提示文:
┌────────

入笠牧場その日その時

入笠牧場の花.星.動物

     ’21年「春」(58)

2021年05月14日 | キャンプ場および宿泊施設の案内など

Photo by Ume氏

 ダケカンバがこんなふうに全身を晒すように見せてくれる時季も、そろそろ終わる。白樺は一足早く、すでに小さな若葉が遠くからも目に付くようになってきた。薄桃色の葉と、その間にチラチラと白い花が水滴のように見える山桜は、まだしばらくは見られるだろう。

 ようやくきょうから第1牧区の電気柵の立ち上げを始めた。大きな空、広大な視界、そんな中で豆粒のようになって、雪で折れないように倒しておいたグラスフアイバー製の支柱を立て、ワイヤーを張っていくという作業だ。頭は使わない。
 少しづつ下っていきながらも、複雑な地形の場所では登ったり下ったりを繰り返しながら進む。段々調子が出てくると、まるで登行や登攀の時に感じる高揚感さえ湧いてきて、いつの間にか仕事に没頭している。捗るにつれ、面白さに似た気持ちが加わってくる。
 
 牧区の一番低い「どん底」と呼ぶ場所まで進むと、放牧地のすぐ下の松の木の根元に前から古い穴がある。今年はそれに加えて2個も新しいのができていた。クマには小さすぎるが、穴熊だったら丁度いい大きさだ。まだ使用中らしく、穴の主たちはどこへ行ったのか姿はなかったが、人の気配が去ればまた戻って来るだろう。
 以前に、県が鹿の調査のために監視カメラを設置したら、クマが写っていたというのはこの近くで、それを知ってからはやはり、少しは用心をするようになった。牧場内でも錯誤捕獲でクマを捕ったことはあったし、この場所ならクマが出没しても少しもおかしくないのだが、それまではそんなことなど全く気にもしてなかったのだから嗤う。

└────────

提供データ:

┌────────

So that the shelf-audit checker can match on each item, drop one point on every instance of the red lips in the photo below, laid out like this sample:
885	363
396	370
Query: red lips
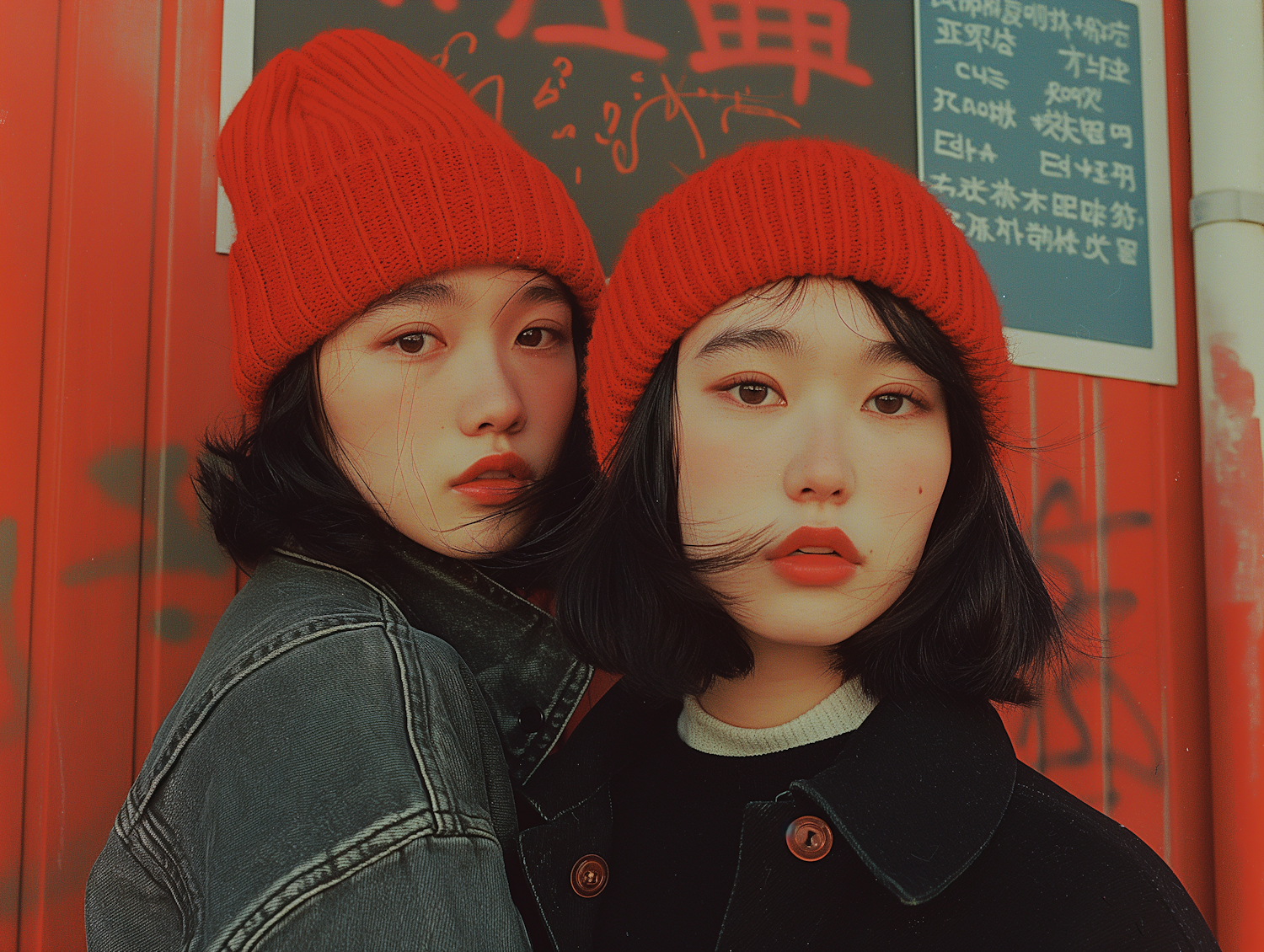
814	568
493	489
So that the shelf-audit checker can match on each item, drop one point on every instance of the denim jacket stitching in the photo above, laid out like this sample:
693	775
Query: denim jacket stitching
254	661
151	848
401	669
324	871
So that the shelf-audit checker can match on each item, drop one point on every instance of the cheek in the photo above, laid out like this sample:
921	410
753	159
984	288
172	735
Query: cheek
913	484
725	477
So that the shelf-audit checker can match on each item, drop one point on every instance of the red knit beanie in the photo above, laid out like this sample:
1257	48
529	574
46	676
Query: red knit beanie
775	210
356	167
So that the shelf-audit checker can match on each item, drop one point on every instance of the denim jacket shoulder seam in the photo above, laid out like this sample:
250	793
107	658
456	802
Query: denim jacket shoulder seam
410	722
335	866
134	805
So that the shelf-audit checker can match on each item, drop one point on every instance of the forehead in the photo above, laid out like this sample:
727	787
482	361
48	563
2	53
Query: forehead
794	318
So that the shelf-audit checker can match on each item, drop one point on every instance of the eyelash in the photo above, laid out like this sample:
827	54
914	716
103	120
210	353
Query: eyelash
886	392
751	382
399	341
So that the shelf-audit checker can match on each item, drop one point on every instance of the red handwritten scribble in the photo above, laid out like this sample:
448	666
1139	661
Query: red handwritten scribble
611	113
546	95
440	60
674	105
806	35
614	35
751	109
500	94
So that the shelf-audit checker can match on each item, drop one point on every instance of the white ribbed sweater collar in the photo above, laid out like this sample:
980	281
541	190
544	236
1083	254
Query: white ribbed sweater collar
841	712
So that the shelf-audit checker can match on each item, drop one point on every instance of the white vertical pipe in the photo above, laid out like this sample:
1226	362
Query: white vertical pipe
1226	105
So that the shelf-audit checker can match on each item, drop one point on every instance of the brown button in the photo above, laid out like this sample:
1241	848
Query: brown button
589	875
809	838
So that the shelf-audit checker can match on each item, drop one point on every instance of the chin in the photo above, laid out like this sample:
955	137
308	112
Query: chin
465	539
808	618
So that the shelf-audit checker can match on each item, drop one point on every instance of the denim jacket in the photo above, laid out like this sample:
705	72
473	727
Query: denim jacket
336	778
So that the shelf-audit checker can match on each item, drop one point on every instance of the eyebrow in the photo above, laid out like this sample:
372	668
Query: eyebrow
420	292
543	293
771	339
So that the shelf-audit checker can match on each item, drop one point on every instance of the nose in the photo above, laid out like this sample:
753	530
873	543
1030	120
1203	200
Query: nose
490	402
821	468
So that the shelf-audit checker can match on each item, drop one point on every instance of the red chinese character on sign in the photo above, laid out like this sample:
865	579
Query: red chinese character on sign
614	35
806	35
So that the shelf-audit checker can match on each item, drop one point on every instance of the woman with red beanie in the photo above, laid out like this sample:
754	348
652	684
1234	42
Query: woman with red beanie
410	298
794	393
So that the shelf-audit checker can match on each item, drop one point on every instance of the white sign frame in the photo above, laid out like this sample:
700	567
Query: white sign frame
1095	358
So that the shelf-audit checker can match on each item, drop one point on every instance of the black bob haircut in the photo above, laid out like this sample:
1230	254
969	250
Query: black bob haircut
276	484
976	620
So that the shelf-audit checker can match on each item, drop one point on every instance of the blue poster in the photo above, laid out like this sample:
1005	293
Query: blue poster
1033	138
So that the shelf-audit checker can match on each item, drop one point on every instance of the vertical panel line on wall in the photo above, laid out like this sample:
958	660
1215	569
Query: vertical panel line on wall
1102	591
1034	449
40	444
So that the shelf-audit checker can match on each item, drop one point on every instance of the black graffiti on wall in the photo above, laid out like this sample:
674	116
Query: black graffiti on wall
1059	522
129	479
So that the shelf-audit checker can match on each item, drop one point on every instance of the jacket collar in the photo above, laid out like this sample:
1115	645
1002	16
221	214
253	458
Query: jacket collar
917	792
530	679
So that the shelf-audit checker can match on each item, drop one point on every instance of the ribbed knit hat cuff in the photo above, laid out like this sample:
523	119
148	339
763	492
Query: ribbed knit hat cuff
313	260
770	211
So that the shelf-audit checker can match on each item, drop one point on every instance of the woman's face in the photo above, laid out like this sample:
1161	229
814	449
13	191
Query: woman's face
806	426
449	397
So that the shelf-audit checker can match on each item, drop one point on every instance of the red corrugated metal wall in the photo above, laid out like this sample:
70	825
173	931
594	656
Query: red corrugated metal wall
116	358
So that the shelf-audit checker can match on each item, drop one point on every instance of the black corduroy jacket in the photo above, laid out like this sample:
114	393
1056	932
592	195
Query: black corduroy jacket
943	840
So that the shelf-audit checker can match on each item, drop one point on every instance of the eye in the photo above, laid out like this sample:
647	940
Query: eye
412	343
892	404
753	393
538	338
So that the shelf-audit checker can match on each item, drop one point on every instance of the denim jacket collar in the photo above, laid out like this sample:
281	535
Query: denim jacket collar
530	679
918	789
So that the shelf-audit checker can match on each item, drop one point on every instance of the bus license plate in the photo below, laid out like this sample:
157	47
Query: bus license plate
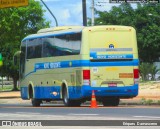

└────────

小問: 上に掲げた入笠牧場の文章を、冒頭から末尾まで一字も変えずに全文引用せよ。

解答:
入笠牧場その日その時

入笠牧場の花.星.動物

     ’21年「春」(58)

2021年05月14日 | キャンプ場および宿泊施設の案内など

Photo by Ume氏

 ダケカンバがこんなふうに全身を晒すように見せてくれる時季も、そろそろ終わる。白樺は一足早く、すでに小さな若葉が遠くからも目に付くようになってきた。薄桃色の葉と、その間にチラチラと白い花が水滴のように見える山桜は、まだしばらくは見られるだろう。

 ようやくきょうから第1牧区の電気柵の立ち上げを始めた。大きな空、広大な視界、そんな中で豆粒のようになって、雪で折れないように倒しておいたグラスフアイバー製の支柱を立て、ワイヤーを張っていくという作業だ。頭は使わない。
 少しづつ下っていきながらも、複雑な地形の場所では登ったり下ったりを繰り返しながら進む。段々調子が出てくると、まるで登行や登攀の時に感じる高揚感さえ湧いてきて、いつの間にか仕事に没頭している。捗るにつれ、面白さに似た気持ちが加わってくる。
 
 牧区の一番低い「どん底」と呼ぶ場所まで進むと、放牧地のすぐ下の松の木の根元に前から古い穴がある。今年はそれに加えて2個も新しいのができていた。クマには小さすぎるが、穴熊だったら丁度いい大きさだ。まだ使用中らしく、穴の主たちはどこへ行ったのか姿はなかったが、人の気配が去ればまた戻って来るだろう。
 以前に、県が鹿の調査のために監視カメラを設置したら、クマが写っていたというのはこの近くで、それを知ってからはやはり、少しは用心をするようになった。牧場内でも錯誤捕獲でクマを捕ったことはあったし、この場所ならクマが出没しても少しもおかしくないのだが、それまではそんなことなど全く気にもしてなかったのだから嗤う。